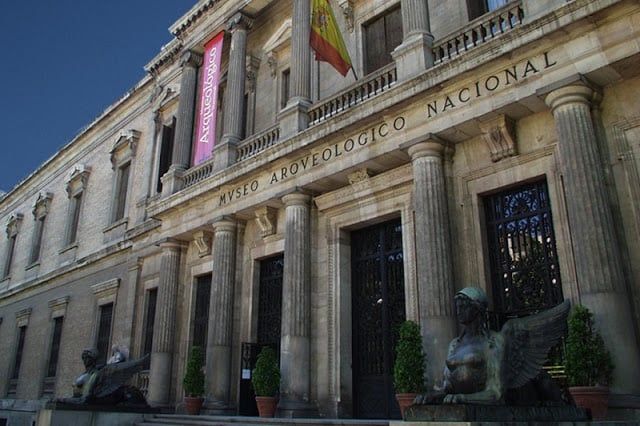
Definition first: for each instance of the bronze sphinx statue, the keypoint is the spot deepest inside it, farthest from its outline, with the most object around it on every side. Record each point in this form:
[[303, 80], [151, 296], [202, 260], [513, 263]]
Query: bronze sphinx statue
[[106, 385], [490, 367]]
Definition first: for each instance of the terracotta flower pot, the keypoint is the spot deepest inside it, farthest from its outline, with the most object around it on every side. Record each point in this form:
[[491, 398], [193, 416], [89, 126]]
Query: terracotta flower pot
[[595, 398], [405, 400], [194, 404], [266, 405]]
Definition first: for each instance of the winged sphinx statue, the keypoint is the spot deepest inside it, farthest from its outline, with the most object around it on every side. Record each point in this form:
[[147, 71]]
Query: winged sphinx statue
[[106, 385], [489, 367]]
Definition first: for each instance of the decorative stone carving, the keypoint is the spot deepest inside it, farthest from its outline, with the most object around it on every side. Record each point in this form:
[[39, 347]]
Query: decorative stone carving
[[253, 64], [13, 226], [266, 220], [125, 146], [77, 179], [41, 206], [202, 240], [347, 11], [499, 134], [359, 176]]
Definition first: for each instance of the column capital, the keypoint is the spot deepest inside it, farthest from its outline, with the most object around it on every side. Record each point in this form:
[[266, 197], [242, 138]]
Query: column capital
[[240, 21], [572, 94], [296, 199], [429, 146], [191, 59], [171, 243], [224, 223]]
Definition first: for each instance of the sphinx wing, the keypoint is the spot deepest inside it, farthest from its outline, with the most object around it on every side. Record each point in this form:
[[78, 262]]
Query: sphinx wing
[[528, 340], [112, 376]]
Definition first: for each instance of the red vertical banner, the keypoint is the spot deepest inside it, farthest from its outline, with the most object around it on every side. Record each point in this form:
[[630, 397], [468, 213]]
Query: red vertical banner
[[208, 103]]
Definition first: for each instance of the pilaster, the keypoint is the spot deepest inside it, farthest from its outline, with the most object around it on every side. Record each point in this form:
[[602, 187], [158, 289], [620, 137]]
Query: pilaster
[[433, 248], [294, 117], [218, 366], [415, 53], [165, 324], [181, 159], [296, 311], [599, 273], [234, 118]]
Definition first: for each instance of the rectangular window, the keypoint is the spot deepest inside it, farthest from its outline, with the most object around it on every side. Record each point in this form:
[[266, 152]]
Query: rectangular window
[[104, 332], [37, 240], [201, 314], [285, 87], [166, 151], [478, 8], [521, 246], [152, 297], [122, 186], [22, 332], [11, 246], [381, 36], [74, 218], [52, 366]]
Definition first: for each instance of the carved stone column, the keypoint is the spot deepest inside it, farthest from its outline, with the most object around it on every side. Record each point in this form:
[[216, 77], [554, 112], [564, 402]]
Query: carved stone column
[[415, 53], [181, 159], [296, 311], [294, 117], [433, 248], [165, 324], [598, 265], [225, 153], [220, 329]]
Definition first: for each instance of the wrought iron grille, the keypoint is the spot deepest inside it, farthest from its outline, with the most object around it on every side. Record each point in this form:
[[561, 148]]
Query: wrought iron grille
[[104, 333], [270, 302], [378, 308], [525, 274], [201, 314]]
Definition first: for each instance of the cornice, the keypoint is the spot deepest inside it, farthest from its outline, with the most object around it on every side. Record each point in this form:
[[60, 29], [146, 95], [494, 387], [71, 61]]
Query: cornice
[[167, 56]]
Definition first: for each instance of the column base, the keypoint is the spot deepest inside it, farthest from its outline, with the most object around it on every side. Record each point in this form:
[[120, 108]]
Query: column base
[[414, 55], [296, 410]]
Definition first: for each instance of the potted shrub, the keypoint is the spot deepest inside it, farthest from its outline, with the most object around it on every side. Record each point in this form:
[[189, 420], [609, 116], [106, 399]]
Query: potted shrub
[[193, 381], [265, 379], [409, 367], [588, 364]]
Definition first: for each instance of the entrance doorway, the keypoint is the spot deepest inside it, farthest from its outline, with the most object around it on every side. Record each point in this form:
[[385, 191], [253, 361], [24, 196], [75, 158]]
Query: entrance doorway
[[269, 321], [378, 308]]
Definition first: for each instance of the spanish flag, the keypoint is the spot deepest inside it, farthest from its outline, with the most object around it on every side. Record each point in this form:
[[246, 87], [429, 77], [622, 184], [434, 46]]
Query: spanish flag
[[325, 38]]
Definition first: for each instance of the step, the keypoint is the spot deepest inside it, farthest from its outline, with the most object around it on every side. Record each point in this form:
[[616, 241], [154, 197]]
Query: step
[[203, 420]]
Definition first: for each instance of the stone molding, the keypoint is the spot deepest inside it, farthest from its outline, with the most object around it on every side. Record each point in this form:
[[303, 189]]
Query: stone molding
[[500, 136], [266, 219]]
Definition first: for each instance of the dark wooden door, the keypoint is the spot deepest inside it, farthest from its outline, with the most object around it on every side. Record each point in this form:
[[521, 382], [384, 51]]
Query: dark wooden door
[[378, 308]]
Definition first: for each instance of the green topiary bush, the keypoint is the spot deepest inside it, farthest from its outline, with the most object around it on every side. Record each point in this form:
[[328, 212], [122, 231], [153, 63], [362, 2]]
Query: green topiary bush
[[194, 375], [588, 362], [409, 367], [265, 378]]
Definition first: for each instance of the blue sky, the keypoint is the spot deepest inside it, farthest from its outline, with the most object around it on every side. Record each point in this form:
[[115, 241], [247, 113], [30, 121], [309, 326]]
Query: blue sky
[[63, 63]]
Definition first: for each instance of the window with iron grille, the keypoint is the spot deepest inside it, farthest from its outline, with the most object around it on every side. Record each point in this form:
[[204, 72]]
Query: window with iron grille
[[201, 314], [55, 347], [22, 332], [525, 273], [152, 297], [166, 151], [477, 8], [104, 332], [381, 36]]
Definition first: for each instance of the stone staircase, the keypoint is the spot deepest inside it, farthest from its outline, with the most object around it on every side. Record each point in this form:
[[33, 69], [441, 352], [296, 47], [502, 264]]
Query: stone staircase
[[203, 420]]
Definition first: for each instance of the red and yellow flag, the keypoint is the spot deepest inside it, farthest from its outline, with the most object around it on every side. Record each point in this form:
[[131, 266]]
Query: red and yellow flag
[[326, 39]]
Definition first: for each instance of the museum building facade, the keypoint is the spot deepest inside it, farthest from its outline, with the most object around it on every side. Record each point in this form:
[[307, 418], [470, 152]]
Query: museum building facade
[[483, 143]]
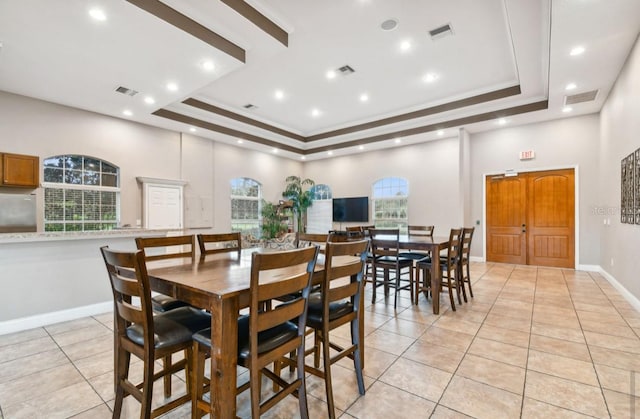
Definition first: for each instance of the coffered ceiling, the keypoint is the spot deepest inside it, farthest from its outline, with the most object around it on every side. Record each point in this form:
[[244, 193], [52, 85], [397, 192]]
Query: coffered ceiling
[[256, 73]]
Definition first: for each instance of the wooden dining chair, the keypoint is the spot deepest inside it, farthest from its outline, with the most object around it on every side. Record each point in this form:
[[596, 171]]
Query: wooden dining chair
[[159, 249], [267, 336], [162, 248], [418, 231], [211, 244], [138, 332], [449, 268], [385, 257], [465, 255], [337, 304]]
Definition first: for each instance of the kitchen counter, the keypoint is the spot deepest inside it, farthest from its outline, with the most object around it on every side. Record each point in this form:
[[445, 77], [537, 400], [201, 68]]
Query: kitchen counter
[[79, 235]]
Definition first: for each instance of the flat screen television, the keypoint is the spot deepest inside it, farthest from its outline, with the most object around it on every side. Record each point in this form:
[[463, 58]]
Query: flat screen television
[[351, 209]]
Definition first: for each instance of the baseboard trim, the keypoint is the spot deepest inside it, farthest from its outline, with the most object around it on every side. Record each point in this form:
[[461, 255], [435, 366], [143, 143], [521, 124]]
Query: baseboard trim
[[632, 299], [589, 268], [44, 319]]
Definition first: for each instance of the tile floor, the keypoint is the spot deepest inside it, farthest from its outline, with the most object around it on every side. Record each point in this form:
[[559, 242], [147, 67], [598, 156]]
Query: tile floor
[[533, 343]]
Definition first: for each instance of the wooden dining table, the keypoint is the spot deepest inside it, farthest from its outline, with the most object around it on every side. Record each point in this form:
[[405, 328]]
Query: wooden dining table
[[220, 284], [434, 245]]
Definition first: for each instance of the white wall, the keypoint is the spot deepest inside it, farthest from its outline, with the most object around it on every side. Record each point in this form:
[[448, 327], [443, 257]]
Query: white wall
[[619, 136], [431, 168], [29, 126], [60, 276]]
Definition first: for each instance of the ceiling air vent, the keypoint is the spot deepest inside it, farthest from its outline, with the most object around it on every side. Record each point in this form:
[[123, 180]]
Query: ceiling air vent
[[581, 97], [345, 70], [126, 91], [441, 32]]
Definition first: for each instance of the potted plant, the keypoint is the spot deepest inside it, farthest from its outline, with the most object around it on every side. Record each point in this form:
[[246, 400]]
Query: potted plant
[[272, 225], [300, 198]]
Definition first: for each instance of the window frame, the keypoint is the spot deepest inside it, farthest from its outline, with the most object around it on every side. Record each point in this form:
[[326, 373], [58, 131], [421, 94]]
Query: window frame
[[255, 231], [67, 188], [389, 201]]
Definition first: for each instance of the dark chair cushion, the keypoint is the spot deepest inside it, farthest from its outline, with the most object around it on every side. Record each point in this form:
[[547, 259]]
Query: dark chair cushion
[[337, 309], [173, 327], [390, 260], [162, 303], [267, 339], [413, 255]]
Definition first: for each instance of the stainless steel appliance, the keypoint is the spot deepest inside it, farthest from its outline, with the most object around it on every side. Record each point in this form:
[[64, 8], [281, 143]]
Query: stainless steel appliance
[[17, 213]]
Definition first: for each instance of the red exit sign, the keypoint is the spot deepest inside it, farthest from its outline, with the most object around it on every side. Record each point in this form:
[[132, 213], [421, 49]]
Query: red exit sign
[[527, 155]]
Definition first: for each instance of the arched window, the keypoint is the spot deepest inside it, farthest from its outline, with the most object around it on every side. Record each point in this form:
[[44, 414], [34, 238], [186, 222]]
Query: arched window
[[319, 213], [390, 201], [245, 205], [81, 193]]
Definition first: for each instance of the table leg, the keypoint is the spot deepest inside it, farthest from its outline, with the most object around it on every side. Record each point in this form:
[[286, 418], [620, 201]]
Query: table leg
[[435, 281], [224, 350], [361, 325]]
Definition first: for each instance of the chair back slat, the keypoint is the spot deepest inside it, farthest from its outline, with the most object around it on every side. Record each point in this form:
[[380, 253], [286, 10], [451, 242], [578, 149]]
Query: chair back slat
[[126, 289], [293, 273], [174, 247], [467, 236], [224, 243], [282, 286], [336, 268], [384, 242], [453, 251], [343, 292], [129, 312], [281, 314]]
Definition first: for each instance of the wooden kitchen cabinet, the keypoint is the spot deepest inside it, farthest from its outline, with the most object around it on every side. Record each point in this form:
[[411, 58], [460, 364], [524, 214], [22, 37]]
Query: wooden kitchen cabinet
[[19, 170]]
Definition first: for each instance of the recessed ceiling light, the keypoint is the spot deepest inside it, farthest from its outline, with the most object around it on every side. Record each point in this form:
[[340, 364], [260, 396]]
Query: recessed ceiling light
[[208, 65], [577, 50], [98, 14], [430, 77], [389, 25]]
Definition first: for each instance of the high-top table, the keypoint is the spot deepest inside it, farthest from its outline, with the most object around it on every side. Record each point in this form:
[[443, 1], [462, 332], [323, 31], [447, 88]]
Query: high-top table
[[219, 283], [433, 245]]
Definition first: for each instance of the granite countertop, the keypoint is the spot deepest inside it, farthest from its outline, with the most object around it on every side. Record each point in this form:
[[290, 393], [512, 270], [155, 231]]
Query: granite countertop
[[79, 235]]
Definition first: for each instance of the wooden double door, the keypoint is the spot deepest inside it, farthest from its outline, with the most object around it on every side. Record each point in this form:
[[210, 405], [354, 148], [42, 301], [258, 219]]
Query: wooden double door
[[531, 218]]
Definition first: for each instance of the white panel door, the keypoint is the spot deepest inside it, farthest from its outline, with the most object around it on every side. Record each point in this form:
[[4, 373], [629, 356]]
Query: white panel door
[[164, 207]]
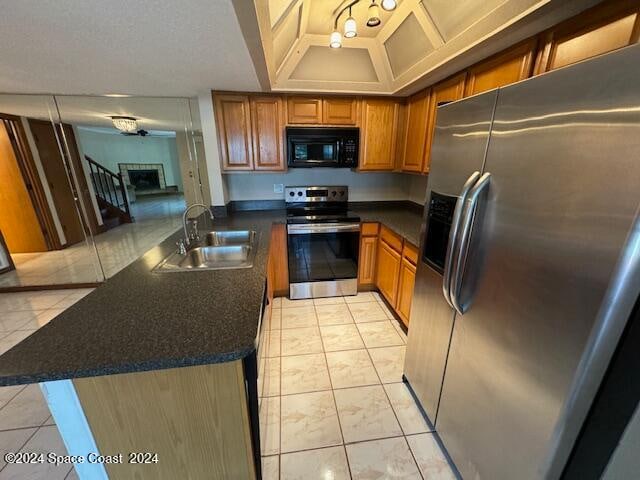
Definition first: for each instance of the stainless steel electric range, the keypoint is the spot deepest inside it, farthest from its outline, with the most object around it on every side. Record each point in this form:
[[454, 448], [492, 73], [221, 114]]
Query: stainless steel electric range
[[323, 240]]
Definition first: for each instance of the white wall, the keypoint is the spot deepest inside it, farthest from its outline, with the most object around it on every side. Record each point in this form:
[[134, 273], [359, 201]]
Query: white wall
[[362, 186], [110, 149]]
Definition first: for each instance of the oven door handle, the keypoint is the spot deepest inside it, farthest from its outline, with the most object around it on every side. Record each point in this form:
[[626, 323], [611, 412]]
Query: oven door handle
[[453, 237], [307, 228]]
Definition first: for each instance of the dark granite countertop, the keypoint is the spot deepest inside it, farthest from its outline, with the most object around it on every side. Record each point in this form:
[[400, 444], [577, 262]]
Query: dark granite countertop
[[140, 320], [403, 218]]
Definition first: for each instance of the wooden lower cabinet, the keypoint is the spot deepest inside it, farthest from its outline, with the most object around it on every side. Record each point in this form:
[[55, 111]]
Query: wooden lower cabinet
[[405, 289], [388, 271], [368, 254], [388, 262]]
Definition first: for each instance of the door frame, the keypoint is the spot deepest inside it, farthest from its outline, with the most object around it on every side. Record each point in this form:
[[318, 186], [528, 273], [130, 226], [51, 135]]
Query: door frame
[[31, 179]]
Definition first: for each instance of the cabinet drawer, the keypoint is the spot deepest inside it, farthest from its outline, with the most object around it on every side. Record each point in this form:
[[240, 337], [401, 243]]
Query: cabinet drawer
[[410, 252], [304, 110], [369, 229], [392, 238], [339, 111], [405, 290]]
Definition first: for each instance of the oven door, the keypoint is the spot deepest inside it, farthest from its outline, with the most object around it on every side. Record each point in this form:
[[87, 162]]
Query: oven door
[[323, 259]]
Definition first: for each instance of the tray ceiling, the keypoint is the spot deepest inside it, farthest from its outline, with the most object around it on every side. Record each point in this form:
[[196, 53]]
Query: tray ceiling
[[413, 44]]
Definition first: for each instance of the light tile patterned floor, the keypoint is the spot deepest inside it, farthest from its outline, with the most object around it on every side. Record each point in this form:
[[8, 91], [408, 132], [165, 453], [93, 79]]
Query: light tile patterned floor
[[25, 421], [334, 403]]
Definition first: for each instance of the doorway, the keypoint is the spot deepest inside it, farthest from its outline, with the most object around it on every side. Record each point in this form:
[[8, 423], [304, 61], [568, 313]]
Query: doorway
[[58, 181]]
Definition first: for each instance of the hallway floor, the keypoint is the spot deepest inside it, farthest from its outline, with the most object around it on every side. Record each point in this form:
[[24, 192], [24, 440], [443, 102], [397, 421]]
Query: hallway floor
[[334, 404], [155, 219], [25, 422]]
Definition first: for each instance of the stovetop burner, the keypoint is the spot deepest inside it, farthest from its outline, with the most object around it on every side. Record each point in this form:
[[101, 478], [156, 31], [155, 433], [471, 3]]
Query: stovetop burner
[[325, 204]]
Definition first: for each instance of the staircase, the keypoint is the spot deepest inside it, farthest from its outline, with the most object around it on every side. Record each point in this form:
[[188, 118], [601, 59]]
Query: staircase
[[111, 194]]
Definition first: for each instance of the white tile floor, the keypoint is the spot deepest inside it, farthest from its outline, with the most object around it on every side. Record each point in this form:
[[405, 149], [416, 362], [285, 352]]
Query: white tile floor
[[335, 405], [155, 219], [25, 421]]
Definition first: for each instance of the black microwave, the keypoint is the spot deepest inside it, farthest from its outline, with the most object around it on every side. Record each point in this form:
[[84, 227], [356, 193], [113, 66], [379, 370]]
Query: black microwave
[[322, 147]]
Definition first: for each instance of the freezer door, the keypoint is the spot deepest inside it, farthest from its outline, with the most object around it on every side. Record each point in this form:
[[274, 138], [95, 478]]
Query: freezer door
[[563, 192], [459, 149]]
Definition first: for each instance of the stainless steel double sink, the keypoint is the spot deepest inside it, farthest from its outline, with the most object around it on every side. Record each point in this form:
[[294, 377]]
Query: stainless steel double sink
[[219, 250]]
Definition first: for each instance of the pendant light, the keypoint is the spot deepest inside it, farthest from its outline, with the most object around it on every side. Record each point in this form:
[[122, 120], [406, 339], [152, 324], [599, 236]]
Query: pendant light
[[350, 26], [373, 19], [389, 5], [336, 39]]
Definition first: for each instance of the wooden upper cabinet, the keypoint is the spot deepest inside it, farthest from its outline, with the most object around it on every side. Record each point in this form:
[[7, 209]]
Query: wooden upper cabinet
[[406, 284], [599, 30], [340, 111], [388, 271], [267, 126], [441, 93], [415, 131], [305, 110], [507, 67], [367, 261], [234, 131], [378, 132]]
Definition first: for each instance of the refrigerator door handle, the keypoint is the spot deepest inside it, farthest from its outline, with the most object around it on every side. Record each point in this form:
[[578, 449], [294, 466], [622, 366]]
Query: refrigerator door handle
[[465, 236], [453, 235]]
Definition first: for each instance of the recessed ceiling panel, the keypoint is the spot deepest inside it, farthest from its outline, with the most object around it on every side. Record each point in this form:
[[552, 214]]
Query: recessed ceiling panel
[[286, 35], [407, 45], [341, 64], [453, 18], [323, 13]]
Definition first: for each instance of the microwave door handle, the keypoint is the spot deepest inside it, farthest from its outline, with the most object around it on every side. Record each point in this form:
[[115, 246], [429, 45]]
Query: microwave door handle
[[453, 235], [465, 239]]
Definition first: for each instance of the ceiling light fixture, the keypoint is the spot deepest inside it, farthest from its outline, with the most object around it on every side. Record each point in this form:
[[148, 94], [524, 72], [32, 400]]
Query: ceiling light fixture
[[389, 5], [350, 25], [125, 124], [374, 15], [336, 39]]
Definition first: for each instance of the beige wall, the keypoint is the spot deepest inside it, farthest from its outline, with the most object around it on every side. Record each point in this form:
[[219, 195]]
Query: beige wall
[[418, 188]]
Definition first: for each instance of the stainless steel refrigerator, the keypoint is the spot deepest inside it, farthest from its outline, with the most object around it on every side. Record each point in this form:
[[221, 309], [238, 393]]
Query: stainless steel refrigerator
[[523, 287]]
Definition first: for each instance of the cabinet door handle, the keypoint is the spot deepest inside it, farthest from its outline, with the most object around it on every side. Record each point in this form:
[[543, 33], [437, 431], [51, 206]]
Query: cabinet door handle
[[453, 235]]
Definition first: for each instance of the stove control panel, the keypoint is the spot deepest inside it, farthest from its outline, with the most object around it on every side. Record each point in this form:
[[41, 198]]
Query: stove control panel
[[316, 194]]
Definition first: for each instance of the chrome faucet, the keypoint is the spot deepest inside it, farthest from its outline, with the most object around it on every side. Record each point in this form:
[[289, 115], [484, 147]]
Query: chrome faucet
[[187, 237]]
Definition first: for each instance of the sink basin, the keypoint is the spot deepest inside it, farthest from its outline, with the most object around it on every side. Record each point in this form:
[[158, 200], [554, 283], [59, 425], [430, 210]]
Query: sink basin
[[219, 250], [229, 237]]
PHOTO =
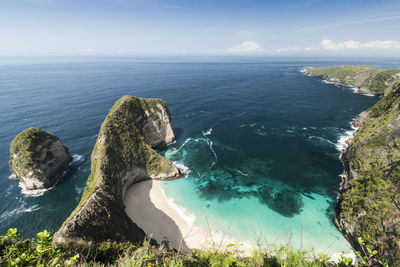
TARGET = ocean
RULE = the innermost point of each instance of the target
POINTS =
(260, 140)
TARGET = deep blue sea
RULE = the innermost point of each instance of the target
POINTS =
(260, 139)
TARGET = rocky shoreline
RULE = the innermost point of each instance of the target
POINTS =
(123, 155)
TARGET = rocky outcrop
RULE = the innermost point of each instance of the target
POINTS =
(369, 204)
(123, 155)
(38, 158)
(367, 79)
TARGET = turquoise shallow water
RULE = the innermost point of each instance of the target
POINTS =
(261, 140)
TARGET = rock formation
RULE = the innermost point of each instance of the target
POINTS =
(38, 158)
(367, 79)
(369, 204)
(123, 155)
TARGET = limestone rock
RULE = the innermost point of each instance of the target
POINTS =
(122, 155)
(38, 158)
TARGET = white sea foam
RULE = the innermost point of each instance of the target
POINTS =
(182, 167)
(341, 144)
(208, 132)
(322, 139)
(243, 173)
(210, 144)
(17, 211)
(77, 159)
(32, 192)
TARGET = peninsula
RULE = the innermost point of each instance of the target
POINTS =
(123, 155)
(368, 209)
(365, 78)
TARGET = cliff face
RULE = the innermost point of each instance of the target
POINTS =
(122, 155)
(368, 79)
(369, 206)
(38, 158)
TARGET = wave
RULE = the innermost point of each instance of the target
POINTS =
(182, 167)
(208, 132)
(210, 144)
(324, 140)
(174, 150)
(32, 192)
(341, 144)
(243, 173)
(17, 211)
(206, 139)
(77, 160)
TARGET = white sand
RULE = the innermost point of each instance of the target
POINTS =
(161, 219)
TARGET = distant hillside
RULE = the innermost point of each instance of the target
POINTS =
(368, 79)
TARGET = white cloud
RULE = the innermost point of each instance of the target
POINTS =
(312, 48)
(350, 44)
(288, 49)
(245, 47)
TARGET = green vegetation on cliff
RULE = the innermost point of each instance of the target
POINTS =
(370, 205)
(22, 149)
(121, 156)
(15, 251)
(376, 80)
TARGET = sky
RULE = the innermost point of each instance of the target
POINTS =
(200, 27)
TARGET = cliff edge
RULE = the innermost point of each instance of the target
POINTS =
(123, 155)
(369, 204)
(367, 79)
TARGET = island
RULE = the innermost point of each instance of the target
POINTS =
(38, 158)
(123, 155)
(365, 78)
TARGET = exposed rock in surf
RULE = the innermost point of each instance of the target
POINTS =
(38, 158)
(123, 155)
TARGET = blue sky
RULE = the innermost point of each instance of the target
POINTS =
(200, 27)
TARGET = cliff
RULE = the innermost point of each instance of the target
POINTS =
(368, 79)
(369, 204)
(122, 155)
(38, 158)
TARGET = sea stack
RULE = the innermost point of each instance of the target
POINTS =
(38, 158)
(123, 155)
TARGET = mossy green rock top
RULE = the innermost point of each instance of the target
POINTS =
(38, 158)
(369, 206)
(368, 79)
(123, 155)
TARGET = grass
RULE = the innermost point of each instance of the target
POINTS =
(22, 150)
(121, 146)
(15, 251)
(377, 80)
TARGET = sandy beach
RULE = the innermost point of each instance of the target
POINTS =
(160, 218)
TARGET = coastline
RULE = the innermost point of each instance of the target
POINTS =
(344, 184)
(337, 82)
(161, 219)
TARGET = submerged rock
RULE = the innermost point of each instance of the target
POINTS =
(38, 158)
(123, 155)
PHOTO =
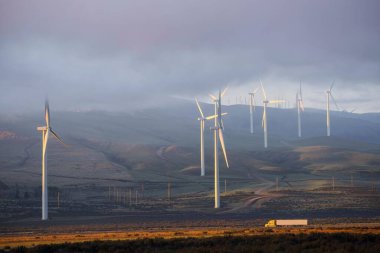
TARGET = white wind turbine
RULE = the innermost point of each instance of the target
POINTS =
(218, 132)
(264, 121)
(202, 120)
(251, 107)
(45, 136)
(329, 95)
(300, 108)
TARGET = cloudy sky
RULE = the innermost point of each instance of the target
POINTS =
(127, 55)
#####
• What to produce: Each line above from the one with "Query: rectangular window" up to and including the one with "[[561, 148]]" must be set down exactly, and no line outside that span may appear.

• Answer:
Query: rectangular window
[[104, 332], [37, 240], [201, 314], [285, 87], [166, 151], [478, 8], [521, 246], [152, 297], [122, 186], [22, 332], [11, 246], [381, 36], [74, 218], [52, 366]]
Definition first: for each instance of the carved stone column, the keypoint is the spot deepest inside it, farthest from its outline, with the most object around it on every side. Record each point in this form:
[[216, 77], [554, 112], [564, 402]]
Query: carved stone column
[[415, 53], [181, 159], [296, 311], [294, 117], [433, 248], [165, 324], [598, 265], [225, 153], [220, 329]]
Definition first: for each instance of the wrought iron grille, the keypoint is the spot deepest inside it, farthest from its outline, with the most object around it on every side. Record each point in this form:
[[561, 148]]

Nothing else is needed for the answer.